# GIVEN INSTRUCTION
Transcribe the lines of the listing below between the line holding "Please spot the man's nose" and the line holding "(1048, 221)", inclusive, copying them exactly.
── RECORDS FOR THE TASK ──
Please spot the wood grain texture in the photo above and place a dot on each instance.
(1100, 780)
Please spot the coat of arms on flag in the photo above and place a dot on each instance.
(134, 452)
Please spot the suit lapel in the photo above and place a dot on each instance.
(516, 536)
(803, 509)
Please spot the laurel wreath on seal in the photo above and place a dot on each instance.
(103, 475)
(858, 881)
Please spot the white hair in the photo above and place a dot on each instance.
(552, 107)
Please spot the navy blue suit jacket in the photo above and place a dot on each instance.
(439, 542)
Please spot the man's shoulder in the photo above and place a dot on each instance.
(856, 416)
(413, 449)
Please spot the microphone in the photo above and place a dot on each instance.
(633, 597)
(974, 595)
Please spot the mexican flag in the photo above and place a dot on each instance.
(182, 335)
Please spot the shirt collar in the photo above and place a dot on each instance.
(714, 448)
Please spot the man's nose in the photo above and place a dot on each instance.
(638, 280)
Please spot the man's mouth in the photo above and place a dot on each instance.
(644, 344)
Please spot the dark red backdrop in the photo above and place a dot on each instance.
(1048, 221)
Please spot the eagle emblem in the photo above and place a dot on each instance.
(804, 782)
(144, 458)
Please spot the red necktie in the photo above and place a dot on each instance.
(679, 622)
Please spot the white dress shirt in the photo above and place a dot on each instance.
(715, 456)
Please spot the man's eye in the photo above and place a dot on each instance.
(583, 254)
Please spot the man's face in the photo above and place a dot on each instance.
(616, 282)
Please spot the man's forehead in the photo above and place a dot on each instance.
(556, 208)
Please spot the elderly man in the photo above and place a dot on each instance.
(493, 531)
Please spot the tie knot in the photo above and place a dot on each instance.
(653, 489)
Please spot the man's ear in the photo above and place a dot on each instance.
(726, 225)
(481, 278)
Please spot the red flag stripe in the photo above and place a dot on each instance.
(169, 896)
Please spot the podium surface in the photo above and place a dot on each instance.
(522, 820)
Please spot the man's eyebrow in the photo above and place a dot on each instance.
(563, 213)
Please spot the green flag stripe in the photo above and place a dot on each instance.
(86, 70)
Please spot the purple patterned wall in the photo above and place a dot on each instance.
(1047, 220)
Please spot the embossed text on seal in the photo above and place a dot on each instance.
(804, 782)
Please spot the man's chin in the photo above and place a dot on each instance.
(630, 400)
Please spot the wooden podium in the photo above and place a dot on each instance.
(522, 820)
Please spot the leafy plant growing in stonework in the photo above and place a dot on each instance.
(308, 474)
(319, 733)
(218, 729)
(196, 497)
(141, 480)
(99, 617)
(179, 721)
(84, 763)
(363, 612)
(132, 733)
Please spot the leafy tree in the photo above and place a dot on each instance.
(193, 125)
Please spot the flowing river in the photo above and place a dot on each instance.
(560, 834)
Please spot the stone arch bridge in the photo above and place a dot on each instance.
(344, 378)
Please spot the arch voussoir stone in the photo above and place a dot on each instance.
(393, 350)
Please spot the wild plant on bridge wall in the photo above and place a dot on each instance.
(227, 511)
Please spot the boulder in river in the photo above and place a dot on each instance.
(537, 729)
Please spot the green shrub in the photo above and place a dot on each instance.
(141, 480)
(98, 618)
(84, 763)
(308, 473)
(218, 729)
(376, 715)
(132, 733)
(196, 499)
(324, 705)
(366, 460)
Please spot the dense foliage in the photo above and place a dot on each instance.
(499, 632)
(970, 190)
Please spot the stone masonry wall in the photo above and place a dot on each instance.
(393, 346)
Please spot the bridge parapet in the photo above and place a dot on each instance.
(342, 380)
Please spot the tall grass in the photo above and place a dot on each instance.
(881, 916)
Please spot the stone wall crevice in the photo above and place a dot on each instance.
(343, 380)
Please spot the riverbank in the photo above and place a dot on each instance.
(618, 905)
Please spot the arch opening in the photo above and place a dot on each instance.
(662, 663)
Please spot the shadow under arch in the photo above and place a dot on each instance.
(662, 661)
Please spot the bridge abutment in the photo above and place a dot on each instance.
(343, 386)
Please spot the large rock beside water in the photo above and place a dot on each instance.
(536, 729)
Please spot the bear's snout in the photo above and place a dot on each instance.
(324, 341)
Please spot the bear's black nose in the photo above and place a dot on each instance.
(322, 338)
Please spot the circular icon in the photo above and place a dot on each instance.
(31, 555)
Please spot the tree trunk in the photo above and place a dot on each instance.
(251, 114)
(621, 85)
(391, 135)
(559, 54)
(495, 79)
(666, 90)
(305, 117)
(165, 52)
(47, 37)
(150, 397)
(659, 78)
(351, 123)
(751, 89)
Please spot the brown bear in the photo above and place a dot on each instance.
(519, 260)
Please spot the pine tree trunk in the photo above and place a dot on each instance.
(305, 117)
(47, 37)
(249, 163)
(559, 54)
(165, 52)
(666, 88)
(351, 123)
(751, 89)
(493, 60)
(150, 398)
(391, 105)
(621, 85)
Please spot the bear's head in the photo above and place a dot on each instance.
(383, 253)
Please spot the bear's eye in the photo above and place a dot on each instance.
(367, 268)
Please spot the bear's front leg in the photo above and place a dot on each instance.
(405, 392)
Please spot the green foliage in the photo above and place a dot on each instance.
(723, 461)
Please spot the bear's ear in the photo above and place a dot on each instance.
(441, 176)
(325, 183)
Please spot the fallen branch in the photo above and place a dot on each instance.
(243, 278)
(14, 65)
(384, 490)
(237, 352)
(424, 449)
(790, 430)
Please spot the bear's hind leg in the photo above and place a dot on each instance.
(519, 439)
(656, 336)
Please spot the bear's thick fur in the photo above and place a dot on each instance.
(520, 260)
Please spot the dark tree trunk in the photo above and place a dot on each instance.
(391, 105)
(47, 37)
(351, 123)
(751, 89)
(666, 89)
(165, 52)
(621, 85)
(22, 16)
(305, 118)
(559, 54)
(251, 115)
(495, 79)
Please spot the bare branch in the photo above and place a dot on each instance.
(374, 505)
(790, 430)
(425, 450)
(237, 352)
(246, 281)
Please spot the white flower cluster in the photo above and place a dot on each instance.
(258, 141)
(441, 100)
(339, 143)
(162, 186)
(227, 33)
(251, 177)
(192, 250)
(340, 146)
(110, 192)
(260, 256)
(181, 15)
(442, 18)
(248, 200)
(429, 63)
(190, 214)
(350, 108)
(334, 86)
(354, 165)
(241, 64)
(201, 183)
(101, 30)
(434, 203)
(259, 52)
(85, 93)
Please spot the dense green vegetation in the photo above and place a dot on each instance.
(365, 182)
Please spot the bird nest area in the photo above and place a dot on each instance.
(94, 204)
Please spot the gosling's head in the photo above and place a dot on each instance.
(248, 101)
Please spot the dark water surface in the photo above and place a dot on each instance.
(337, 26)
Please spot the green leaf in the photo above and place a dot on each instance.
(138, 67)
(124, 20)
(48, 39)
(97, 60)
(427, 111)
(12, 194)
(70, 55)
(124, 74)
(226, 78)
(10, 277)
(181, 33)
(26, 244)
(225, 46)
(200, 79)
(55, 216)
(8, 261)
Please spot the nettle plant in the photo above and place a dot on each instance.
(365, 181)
───
# SOLUTION
Please spot the man's nose in the photo above and place a dot on each instance.
(638, 280)
Please spot the man's mouth in the photo above and place a dot on each instance.
(644, 344)
Please spot the dark red backdrop in the photo above and place a dot on each instance.
(1048, 221)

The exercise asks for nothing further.